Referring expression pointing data
=== Section Start ===

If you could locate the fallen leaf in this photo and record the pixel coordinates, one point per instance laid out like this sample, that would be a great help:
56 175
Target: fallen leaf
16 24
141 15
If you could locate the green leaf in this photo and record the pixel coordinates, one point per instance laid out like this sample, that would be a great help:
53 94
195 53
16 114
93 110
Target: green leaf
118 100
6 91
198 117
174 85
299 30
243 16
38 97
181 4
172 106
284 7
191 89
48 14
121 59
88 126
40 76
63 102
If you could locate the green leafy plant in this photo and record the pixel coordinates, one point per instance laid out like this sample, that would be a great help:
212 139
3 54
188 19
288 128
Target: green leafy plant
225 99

=== Section End ===
=== Section Start ===

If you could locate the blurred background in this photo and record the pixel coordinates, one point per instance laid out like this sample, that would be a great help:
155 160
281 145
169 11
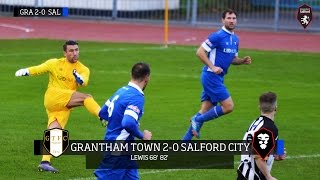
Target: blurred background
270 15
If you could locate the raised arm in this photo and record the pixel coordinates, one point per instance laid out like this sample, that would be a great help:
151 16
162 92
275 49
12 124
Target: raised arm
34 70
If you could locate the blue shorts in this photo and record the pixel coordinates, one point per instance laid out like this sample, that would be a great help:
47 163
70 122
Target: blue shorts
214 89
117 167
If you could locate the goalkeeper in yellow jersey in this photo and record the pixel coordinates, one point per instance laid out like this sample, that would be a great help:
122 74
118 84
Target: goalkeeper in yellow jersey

=== Section End ===

* ASSIGNED TASK *
What to print is the stretch of entries from the line with "If you could locate the blurred" up to and including the line with "Target: goalkeeper in yellow jersey". Please print it exactly and leave out the pictures.

* WORKED SOLUTION *
If you could locate the blurred background in this photo and record the pixel coordinates, one point per instance laid out like this sample, that would be a great help:
155 160
281 145
169 11
Target: blurred background
270 15
If you could locate the raised arm in this photo and record the pixel coordinates, one point per instance laid out like this sample, that would be a great help:
151 16
162 92
275 49
12 124
Target: raised arm
34 70
If you could locate the blue shorts in this photo and record the pixel coordinates, one point per instance laid out like this sample, that would be a great help:
47 163
70 122
Target: blue shorts
214 89
117 167
If you could locate the goalkeeper in yellow jersey in this photo and record the pixel coordinates, one point per instance laid out like this sample, that would be a great help:
122 74
118 84
Target: goalkeeper in yellow jersey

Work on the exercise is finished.